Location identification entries

____________

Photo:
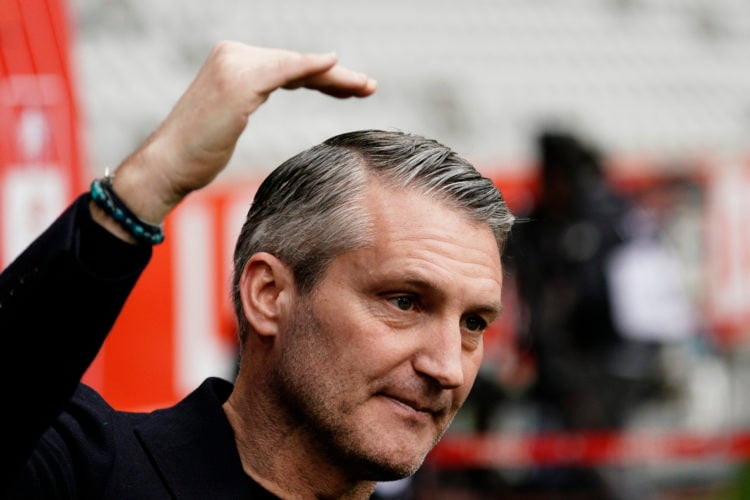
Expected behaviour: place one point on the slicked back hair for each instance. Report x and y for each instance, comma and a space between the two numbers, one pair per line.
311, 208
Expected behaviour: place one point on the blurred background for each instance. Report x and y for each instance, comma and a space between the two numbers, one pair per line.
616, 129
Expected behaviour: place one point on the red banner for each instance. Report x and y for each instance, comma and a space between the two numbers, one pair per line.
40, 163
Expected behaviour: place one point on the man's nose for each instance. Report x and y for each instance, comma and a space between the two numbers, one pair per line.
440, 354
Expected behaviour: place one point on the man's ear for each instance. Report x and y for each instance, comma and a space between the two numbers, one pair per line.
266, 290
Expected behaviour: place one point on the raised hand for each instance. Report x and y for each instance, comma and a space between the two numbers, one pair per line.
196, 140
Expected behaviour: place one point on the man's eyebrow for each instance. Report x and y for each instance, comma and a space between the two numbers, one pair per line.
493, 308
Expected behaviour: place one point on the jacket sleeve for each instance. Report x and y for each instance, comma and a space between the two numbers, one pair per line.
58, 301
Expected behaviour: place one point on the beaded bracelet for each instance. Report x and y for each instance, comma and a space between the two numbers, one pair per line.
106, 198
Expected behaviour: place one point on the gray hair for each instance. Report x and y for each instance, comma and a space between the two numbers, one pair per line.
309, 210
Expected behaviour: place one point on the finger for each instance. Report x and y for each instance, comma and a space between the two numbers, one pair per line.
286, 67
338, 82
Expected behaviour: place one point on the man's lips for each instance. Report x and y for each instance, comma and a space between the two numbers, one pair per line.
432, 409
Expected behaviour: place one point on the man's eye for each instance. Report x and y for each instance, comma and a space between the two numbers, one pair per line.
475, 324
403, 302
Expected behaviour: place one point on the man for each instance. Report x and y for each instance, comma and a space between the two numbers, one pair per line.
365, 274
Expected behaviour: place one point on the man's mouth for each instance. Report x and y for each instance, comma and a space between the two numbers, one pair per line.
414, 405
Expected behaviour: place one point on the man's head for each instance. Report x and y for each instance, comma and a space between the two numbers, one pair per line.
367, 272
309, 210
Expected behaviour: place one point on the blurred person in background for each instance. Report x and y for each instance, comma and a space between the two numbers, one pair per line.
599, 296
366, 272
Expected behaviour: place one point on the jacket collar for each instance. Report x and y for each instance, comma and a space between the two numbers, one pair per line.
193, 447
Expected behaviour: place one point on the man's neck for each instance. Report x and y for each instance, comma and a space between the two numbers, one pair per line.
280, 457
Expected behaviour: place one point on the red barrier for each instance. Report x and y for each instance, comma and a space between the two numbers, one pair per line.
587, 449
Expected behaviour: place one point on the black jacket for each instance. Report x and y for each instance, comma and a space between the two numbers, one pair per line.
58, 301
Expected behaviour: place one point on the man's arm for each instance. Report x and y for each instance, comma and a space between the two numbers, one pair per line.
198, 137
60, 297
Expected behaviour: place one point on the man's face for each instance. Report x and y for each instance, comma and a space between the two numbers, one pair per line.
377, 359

____________

TASK DIRECTIONS –
Format the lines of the entries above, from the line containing "Expected behaviour: place one point on the man's neck" through the end of the entries, as a JSON list of strings with one string per line and blank lines left out.

FINISHED TASK –
[
  "Expected behaviour: place one point on the man's neck for each instance. Report x and y for each instance, comma and a space between the two numbers, one pair per line.",
  "280, 457",
  "Expected behaviour: place one point on the red barrier for each instance. Report x and y for each instance, comma and a space between the two numbers, one pair per line.",
  "587, 449",
  "Expected behaviour: place one point on the black jacket for each instance. Report x and y for each instance, comma and a space between the two numbers, one pair per line.",
  "58, 301",
  "Expected behaviour: place one point on the man's arm for each instance. Report x and y for each instance, comma and a space between the two numbers, one pair per line.",
  "198, 137",
  "60, 297",
  "Expected behaviour: place one point on the man's face for each instance. Report x and y for each instance, comma and a space between the two numbers, one pair per line.",
  "377, 359"
]